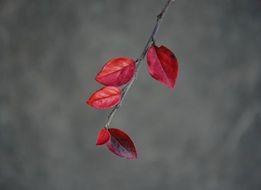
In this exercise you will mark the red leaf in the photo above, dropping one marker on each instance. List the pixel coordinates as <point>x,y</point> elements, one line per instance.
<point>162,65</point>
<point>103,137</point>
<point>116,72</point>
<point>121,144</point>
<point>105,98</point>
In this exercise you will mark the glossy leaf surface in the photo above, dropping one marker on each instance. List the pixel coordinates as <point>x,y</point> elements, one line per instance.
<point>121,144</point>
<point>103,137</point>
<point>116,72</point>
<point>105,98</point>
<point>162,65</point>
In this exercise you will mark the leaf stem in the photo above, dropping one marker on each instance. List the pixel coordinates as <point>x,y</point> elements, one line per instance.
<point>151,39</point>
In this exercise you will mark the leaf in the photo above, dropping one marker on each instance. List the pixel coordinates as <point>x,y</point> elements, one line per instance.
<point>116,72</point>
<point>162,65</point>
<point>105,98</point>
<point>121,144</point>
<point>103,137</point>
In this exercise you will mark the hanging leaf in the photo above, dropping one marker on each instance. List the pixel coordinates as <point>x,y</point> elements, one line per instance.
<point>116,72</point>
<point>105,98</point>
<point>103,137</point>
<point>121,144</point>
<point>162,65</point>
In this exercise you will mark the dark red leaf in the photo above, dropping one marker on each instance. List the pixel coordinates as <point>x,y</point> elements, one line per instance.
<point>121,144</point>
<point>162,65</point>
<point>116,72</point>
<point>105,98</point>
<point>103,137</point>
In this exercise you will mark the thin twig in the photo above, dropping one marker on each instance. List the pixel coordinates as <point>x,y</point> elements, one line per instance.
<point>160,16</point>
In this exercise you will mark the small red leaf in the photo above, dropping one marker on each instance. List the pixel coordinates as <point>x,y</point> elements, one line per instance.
+ + + +
## [Exercise goal]
Rewrite all of the lines above with every "photo" replaced by "image", keeping everything else unchanged, and leave the pictures out of your answer.

## [Task response]
In this exercise you will mark the red leaf in the image above, dropping one marker on each instance. List the pixel coordinates as <point>x,y</point> elements, one line per instance.
<point>162,65</point>
<point>103,137</point>
<point>116,72</point>
<point>121,144</point>
<point>105,98</point>
In this exercise you will mark the glossy leaf surface in the image above, dropping one marker on each instance. List the pixel coordinates as <point>x,y</point> elements, one line per instance.
<point>121,144</point>
<point>103,137</point>
<point>116,72</point>
<point>105,98</point>
<point>162,65</point>
In this exercise you will mark the leaf stem in the image above, dropping one marker on each instance. List the pixel coordinates as <point>x,y</point> elements, one line per instance.
<point>151,39</point>
In this exercise you will mark the leaf in the image above, dropping one marker on each instance. List the pixel coordinates as <point>x,y</point> elements, one line per instance.
<point>116,72</point>
<point>162,65</point>
<point>105,98</point>
<point>121,144</point>
<point>103,137</point>
In this exercise you will mark the hanging leaf in the image above, dropping one marker on each instance. List the pixel coordinates as <point>x,y</point> elements, one line per instance.
<point>116,72</point>
<point>105,98</point>
<point>103,137</point>
<point>121,144</point>
<point>162,65</point>
In this exercise you will mark the dark red leaf in the image above, dropping one marker on each instance. List the pixel coordinates as <point>x,y</point> elements, one line per instance.
<point>121,144</point>
<point>162,65</point>
<point>116,72</point>
<point>105,98</point>
<point>103,137</point>
In this exercise you will mark the thin twig in the image above, dropping one marker on each instance. List the pixel coordinates as <point>x,y</point> elements, one line per instance.
<point>160,16</point>
In this exercise you will mark the small red leaf in the image above, dropping one marker on each instance. List the pixel coordinates as <point>x,y</point> elements, one line per instance.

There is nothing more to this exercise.